## Cosa si chiede
Indichi quante righe dei dati riportati di seguito contengono la parola "leaf". Fornisca soltanto il numero.

Voci tratte da una fonte di dati:
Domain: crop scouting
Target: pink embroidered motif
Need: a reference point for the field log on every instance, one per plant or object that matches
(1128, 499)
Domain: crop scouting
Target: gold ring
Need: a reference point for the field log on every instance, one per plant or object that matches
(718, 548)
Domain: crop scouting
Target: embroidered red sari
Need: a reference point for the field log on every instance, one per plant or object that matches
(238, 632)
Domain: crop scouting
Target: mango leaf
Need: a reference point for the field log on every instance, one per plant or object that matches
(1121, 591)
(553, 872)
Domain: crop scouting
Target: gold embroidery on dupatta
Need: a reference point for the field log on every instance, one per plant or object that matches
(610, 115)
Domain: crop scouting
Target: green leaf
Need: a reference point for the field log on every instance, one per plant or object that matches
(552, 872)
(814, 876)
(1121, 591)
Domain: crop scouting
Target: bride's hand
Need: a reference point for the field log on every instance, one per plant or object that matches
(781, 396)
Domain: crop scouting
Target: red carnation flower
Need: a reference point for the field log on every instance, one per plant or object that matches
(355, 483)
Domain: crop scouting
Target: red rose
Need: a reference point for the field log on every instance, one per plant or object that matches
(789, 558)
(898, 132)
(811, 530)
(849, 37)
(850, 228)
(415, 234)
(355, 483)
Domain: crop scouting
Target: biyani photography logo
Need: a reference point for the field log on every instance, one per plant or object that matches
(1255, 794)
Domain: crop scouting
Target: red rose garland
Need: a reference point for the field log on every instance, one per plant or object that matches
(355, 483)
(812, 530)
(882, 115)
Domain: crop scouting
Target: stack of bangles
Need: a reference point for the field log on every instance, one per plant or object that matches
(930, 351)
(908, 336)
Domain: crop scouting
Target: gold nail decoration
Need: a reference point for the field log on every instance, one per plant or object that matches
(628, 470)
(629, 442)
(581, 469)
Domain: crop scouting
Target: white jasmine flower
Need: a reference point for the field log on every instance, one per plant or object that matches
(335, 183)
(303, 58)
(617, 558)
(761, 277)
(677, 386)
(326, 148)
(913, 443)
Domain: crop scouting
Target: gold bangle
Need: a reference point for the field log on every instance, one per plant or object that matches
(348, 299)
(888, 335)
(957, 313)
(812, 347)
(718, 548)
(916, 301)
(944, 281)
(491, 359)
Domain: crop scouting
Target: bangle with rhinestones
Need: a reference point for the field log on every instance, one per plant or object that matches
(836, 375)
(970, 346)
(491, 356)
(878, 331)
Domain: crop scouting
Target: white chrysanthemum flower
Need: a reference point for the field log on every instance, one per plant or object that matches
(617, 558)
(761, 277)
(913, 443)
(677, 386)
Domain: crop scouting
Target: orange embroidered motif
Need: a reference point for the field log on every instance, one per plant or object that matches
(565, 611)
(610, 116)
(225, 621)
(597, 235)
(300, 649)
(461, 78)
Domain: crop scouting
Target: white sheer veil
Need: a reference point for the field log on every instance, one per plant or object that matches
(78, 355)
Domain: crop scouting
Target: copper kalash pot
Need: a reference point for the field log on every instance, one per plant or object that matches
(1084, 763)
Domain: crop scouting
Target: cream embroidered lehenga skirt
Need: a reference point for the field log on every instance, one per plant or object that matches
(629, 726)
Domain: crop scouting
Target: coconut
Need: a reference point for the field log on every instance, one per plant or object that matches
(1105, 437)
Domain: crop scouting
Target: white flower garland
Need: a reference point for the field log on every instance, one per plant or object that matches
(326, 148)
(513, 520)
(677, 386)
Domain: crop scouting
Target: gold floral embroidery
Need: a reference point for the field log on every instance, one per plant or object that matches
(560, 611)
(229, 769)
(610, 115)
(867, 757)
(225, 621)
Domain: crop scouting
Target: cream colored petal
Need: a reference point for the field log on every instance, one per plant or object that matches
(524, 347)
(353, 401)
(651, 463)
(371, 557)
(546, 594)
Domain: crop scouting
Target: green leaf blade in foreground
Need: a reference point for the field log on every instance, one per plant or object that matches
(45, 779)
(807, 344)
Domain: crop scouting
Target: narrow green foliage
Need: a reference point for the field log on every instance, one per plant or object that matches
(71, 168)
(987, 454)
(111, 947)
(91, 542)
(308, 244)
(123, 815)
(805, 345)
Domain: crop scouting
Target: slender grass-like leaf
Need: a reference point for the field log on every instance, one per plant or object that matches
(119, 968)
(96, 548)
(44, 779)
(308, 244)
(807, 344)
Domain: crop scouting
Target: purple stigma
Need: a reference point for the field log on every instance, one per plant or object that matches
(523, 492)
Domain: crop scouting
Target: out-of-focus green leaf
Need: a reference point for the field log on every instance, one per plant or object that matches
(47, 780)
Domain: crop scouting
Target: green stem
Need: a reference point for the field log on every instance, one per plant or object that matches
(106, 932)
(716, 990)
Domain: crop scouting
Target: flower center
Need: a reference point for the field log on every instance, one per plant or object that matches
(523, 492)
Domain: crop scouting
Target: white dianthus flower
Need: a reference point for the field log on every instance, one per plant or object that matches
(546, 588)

## Problema risolto
5